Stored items
* * * * *
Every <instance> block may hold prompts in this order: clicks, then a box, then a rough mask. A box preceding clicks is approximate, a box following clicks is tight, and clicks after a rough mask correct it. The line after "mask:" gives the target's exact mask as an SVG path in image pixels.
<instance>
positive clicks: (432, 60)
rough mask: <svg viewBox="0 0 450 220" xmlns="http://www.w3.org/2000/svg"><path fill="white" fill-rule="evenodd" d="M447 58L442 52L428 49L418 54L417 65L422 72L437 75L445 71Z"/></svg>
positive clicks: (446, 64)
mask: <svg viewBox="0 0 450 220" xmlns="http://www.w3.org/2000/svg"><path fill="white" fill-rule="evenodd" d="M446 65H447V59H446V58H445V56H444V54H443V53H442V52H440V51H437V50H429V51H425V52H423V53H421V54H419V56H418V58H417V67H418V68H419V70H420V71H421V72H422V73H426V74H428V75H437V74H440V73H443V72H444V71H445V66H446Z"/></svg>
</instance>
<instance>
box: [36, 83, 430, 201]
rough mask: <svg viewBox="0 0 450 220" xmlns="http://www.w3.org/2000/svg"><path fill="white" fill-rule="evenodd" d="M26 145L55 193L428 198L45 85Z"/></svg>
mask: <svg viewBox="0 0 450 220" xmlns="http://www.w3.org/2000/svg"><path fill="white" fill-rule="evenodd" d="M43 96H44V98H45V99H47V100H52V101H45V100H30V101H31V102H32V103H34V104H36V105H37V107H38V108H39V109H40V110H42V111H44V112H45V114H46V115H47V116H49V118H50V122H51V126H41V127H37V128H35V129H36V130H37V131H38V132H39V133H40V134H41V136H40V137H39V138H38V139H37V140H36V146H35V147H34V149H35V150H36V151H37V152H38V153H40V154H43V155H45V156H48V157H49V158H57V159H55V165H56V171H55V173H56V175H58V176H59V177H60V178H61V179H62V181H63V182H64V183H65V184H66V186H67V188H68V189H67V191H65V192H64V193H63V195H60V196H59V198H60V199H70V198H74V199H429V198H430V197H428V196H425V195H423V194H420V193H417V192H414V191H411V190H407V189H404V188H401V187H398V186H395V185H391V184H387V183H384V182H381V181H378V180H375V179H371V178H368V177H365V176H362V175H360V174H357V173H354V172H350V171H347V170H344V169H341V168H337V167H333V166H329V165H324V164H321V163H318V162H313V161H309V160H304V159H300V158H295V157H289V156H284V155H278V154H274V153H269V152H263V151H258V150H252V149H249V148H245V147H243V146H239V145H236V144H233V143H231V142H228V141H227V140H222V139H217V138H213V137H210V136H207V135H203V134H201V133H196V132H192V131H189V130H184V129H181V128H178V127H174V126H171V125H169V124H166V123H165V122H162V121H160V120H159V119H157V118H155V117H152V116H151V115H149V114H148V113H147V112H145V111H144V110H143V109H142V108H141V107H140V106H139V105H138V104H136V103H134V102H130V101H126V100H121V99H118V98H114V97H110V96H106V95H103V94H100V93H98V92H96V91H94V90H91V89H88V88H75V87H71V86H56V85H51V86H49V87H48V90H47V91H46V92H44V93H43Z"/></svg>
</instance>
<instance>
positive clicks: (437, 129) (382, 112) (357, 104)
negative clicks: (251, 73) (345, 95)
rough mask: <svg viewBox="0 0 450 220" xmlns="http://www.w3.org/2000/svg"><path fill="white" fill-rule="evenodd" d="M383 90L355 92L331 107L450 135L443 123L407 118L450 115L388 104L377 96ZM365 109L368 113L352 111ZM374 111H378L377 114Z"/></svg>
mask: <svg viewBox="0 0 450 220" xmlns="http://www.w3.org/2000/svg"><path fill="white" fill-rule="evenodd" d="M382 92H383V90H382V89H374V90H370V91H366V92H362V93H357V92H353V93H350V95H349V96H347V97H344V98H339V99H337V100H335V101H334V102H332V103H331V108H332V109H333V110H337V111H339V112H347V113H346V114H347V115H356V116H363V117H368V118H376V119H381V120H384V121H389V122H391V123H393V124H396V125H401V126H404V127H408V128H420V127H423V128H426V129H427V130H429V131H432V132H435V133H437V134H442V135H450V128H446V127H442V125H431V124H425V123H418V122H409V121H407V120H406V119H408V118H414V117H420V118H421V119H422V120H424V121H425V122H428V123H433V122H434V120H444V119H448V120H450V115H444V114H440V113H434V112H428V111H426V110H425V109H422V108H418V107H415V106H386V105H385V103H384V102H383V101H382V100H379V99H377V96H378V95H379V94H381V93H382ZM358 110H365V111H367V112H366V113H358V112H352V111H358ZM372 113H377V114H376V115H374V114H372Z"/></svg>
* * * * *
*WHAT TO WORK ON*: Recast every line of the records above as a JSON list of strings, one string per line, with blank lines omitted.

*SOLUTION TO THIS PROBLEM*:
[
  "Every <instance> block may hold prompts in this order: clicks, then a box, then a rough mask. A box preceding clicks is approximate, a box following clicks is tight, and clicks after a rough mask correct it. The line after \"mask:\" gives the target's exact mask as an SVG path in image pixels.",
  "<instance>",
  "positive clicks: (432, 60)",
  "rough mask: <svg viewBox=\"0 0 450 220\" xmlns=\"http://www.w3.org/2000/svg\"><path fill=\"white\" fill-rule=\"evenodd\" d=\"M447 58L442 52L428 49L418 54L417 65L422 72L437 75L445 71Z\"/></svg>",
  "positive clicks: (446, 64)",
  "mask: <svg viewBox=\"0 0 450 220\" xmlns=\"http://www.w3.org/2000/svg\"><path fill=\"white\" fill-rule=\"evenodd\" d=\"M446 65H447V59H446V58H445V56H444V54H443V53H442V52H440V51H437V50H429V51H425V52H423V53H421V54H419V56H418V58H417V67H418V68H419V70H420V71H421V72H422V73H426V74H428V75H437V74H440V73H443V72H444V71H445V66H446Z\"/></svg>",
  "</instance>",
  "<instance>",
  "box: [36, 83, 430, 201]",
  "rough mask: <svg viewBox=\"0 0 450 220\" xmlns=\"http://www.w3.org/2000/svg\"><path fill=\"white\" fill-rule=\"evenodd\" d=\"M26 145L55 193L428 198L45 85Z\"/></svg>",
  "mask: <svg viewBox=\"0 0 450 220\" xmlns=\"http://www.w3.org/2000/svg\"><path fill=\"white\" fill-rule=\"evenodd\" d=\"M43 96H44V98H45V99H47V100H52V101H45V100H30V101H31V102H32V103H34V104H36V105H37V107H38V108H39V109H40V110H42V111H44V112H45V114H46V115H47V116H49V118H50V122H51V126H41V127H37V128H35V129H36V130H37V131H38V132H39V133H40V134H41V136H40V137H39V138H38V139H37V140H36V146H35V147H34V149H35V150H36V151H37V152H38V153H40V154H43V155H45V156H48V157H49V158H57V159H55V165H56V171H55V173H56V175H58V176H59V177H60V178H61V179H62V181H63V182H64V183H65V184H66V186H67V188H68V189H67V191H65V192H64V193H63V195H60V196H59V198H60V199H70V198H74V199H429V198H430V197H428V196H425V195H423V194H420V193H417V192H414V191H411V190H407V189H404V188H401V187H398V186H395V185H391V184H387V183H384V182H381V181H378V180H375V179H371V178H368V177H365V176H362V175H360V174H357V173H354V172H350V171H347V170H344V169H341V168H337V167H333V166H329V165H324V164H321V163H318V162H313V161H309V160H304V159H300V158H295V157H289V156H284V155H278V154H274V153H269V152H263V151H258V150H252V149H249V148H245V147H243V146H239V145H236V144H233V143H231V142H228V141H227V140H222V139H217V138H213V137H210V136H207V135H203V134H201V133H196V132H192V131H189V130H184V129H181V128H178V127H174V126H171V125H169V124H166V123H165V122H162V121H160V120H159V119H157V118H155V117H152V116H151V115H149V114H148V113H147V112H145V111H144V110H143V109H142V108H141V107H140V106H139V105H138V104H136V103H134V102H130V101H126V100H121V99H118V98H114V97H110V96H106V95H103V94H100V93H98V92H96V91H94V90H91V89H88V88H75V87H71V86H56V85H51V86H49V87H48V90H47V91H46V92H44V93H43Z\"/></svg>",
  "</instance>",
  "<instance>",
  "positive clicks: (437, 129) (382, 112) (357, 104)",
  "negative clicks: (251, 73) (345, 95)",
  "rough mask: <svg viewBox=\"0 0 450 220\" xmlns=\"http://www.w3.org/2000/svg\"><path fill=\"white\" fill-rule=\"evenodd\" d=\"M383 90L355 92L331 107L450 135L443 123L407 118L450 115L388 104L377 96ZM365 109L368 113L352 111ZM374 111H378L377 114Z\"/></svg>",
  "mask: <svg viewBox=\"0 0 450 220\" xmlns=\"http://www.w3.org/2000/svg\"><path fill=\"white\" fill-rule=\"evenodd\" d=\"M382 92H383V90H382V89H374V90H370V91H366V92H362V93H357V92H353V93H350V95H349V96H347V97H344V98H339V99H337V100H335V101H334V102H332V103H331V108H332V109H333V110H337V111H339V112H347V113H346V114H347V115H356V116H363V117H368V118H376V119H381V120H384V121H389V122H391V123H393V124H396V125H401V126H404V127H408V128H420V127H423V128H426V129H427V130H429V131H432V132H435V133H437V134H442V135H450V128H446V127H442V125H431V124H425V123H418V122H409V121H407V120H406V119H408V118H414V117H420V118H421V119H422V120H424V121H425V122H428V123H433V122H434V120H444V119H448V120H450V115H444V114H440V113H434V112H428V111H426V110H425V109H422V108H418V107H415V106H386V105H385V103H384V102H383V101H382V100H379V99H377V96H378V95H379V94H381V93H382ZM358 110H365V111H367V112H366V113H358V112H352V111H358ZM372 113H377V114H376V115H374V114H372Z\"/></svg>"
]